▶ **Work instruction**: Locate "eyeglasses with a single marker." in the listing below, then output the line holding it and every line after it, exactly and with nothing else.

▶ **Data for this task**:
↓

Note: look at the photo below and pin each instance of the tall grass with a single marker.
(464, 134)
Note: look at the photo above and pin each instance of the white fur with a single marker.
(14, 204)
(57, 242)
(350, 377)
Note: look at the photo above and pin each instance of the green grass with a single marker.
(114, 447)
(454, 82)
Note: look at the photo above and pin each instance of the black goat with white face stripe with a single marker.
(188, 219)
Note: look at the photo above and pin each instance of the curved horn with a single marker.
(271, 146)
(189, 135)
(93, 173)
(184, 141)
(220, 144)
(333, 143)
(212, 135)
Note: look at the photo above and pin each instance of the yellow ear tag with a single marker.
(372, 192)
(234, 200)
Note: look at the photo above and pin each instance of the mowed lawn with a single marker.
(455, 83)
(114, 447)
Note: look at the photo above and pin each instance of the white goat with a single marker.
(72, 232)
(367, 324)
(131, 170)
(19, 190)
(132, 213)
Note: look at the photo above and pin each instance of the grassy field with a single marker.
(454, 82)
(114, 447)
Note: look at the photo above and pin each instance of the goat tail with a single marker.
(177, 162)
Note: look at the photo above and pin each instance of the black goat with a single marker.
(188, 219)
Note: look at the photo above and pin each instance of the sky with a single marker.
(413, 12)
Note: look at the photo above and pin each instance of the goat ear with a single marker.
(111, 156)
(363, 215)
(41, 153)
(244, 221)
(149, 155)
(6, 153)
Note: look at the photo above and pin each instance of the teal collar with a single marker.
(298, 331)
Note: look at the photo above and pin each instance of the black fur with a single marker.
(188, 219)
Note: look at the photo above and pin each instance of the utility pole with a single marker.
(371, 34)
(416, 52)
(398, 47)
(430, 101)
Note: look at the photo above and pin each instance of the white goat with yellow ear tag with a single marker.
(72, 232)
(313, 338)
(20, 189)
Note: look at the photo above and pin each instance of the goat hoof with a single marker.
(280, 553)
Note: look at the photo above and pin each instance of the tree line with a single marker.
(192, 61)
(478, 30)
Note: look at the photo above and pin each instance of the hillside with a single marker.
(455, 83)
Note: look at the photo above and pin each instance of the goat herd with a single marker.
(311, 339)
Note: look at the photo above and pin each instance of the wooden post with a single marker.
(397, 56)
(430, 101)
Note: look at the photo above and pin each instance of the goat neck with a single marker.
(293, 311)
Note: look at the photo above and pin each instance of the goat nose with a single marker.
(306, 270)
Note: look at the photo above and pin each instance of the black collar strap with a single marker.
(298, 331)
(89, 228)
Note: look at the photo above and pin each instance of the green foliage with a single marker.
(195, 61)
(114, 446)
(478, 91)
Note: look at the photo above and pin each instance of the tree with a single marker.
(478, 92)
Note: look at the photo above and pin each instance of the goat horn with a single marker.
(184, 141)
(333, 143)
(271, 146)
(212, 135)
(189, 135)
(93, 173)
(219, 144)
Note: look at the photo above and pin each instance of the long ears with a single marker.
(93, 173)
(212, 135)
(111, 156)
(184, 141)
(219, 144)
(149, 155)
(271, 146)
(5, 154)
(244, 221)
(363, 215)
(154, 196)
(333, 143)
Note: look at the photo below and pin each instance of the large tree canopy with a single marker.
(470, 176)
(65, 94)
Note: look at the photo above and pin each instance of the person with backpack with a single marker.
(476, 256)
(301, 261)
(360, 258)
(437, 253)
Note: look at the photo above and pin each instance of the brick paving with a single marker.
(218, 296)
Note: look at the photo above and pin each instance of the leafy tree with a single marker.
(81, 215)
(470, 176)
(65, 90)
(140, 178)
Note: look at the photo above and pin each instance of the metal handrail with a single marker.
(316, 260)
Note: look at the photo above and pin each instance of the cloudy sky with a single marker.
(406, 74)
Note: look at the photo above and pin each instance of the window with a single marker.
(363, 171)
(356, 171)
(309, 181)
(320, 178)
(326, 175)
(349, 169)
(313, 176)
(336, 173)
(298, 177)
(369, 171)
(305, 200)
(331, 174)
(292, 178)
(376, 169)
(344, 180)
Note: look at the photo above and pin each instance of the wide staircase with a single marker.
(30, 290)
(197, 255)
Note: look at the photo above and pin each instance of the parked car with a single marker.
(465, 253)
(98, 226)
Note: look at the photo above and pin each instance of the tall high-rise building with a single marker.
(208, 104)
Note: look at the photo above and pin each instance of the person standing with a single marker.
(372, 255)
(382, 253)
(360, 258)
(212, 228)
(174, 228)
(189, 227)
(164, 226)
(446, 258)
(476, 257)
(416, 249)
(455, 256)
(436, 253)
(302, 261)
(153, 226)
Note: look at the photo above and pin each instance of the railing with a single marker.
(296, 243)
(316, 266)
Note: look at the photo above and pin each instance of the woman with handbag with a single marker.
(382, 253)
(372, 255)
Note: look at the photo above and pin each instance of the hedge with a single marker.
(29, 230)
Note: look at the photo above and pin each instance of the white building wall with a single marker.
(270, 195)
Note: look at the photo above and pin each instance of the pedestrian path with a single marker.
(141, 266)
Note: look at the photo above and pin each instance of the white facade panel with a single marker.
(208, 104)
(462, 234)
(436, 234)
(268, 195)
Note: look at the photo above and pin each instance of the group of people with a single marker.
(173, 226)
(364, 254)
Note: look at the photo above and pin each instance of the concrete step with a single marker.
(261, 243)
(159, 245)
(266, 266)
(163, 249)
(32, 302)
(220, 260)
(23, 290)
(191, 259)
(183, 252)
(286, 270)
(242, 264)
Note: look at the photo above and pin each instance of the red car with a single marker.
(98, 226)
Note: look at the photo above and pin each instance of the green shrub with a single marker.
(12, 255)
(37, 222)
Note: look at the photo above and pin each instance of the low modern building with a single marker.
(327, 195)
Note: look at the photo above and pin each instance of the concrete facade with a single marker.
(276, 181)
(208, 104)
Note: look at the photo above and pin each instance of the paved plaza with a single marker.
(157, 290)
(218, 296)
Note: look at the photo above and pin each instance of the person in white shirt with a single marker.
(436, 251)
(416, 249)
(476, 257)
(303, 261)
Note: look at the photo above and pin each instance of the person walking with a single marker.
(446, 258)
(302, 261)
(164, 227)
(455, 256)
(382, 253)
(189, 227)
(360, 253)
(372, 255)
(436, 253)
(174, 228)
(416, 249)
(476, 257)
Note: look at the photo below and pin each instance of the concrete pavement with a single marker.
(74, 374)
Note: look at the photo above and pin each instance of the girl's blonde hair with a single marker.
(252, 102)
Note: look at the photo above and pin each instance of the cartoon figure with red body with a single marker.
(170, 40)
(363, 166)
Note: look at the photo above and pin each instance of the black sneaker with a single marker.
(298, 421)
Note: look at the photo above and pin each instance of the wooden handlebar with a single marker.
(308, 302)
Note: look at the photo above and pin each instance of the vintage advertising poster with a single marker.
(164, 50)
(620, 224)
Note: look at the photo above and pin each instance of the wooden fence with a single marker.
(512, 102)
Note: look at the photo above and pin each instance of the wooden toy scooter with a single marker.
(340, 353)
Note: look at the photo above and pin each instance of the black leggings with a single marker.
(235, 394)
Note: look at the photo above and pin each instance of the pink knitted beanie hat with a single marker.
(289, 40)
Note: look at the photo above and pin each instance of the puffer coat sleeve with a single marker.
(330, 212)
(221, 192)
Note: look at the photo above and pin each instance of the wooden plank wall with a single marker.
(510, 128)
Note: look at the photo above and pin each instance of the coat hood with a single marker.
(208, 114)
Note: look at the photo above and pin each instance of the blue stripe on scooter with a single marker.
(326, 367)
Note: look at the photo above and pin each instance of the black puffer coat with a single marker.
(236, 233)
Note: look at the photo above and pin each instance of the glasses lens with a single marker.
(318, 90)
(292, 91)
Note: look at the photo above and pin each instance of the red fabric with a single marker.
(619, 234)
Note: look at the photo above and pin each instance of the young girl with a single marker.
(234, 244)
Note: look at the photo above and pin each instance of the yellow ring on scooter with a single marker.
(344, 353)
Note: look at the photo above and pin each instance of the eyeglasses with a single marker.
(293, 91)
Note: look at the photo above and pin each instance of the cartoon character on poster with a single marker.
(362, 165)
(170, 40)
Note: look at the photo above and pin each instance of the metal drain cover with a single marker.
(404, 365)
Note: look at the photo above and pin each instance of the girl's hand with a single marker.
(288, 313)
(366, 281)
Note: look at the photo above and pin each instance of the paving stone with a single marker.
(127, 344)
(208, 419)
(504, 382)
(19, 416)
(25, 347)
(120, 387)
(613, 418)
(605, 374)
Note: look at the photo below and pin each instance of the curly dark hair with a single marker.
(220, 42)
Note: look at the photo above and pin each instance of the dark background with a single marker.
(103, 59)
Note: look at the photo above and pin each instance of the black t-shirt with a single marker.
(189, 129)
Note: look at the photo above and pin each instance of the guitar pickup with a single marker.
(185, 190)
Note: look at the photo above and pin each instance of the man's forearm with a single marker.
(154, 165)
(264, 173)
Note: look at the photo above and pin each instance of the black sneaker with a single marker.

↑

▶ **Finished task**:
Note: look at the photo above and pin each instance of the eyeglasses with a single marker.
(293, 91)
Note: look at the photo above and pin each instance of the cartoon character on poster with a single marker.
(362, 165)
(170, 40)
Note: look at the photo above and pin each instance of the metal drain cover with a single marker.
(404, 365)
Note: look at the photo above and pin each instance of the girl's hand with a single marker.
(288, 313)
(366, 281)
Note: look at the photo above and pin each instance of the paving stone with a single marker.
(127, 344)
(208, 419)
(504, 382)
(19, 416)
(25, 347)
(120, 387)
(613, 418)
(605, 374)
Note: look at the photo below and pin each instance of the curly dark hair with a single marker.
(220, 42)
Note: look at the photo above and pin each instance of the dark background with a single marker.
(103, 59)
Note: look at the photo above and pin each instance of the black t-shirt with a single marker.
(189, 129)
Note: look at the photo above and pin each instance of the guitar pickup with a single marker.
(185, 190)
Note: look at the photo above and pin each instance of the man's forearm with a single marker.
(154, 165)
(264, 173)
Note: look at the photo above and pin each instance of the black sneaker with a single marker.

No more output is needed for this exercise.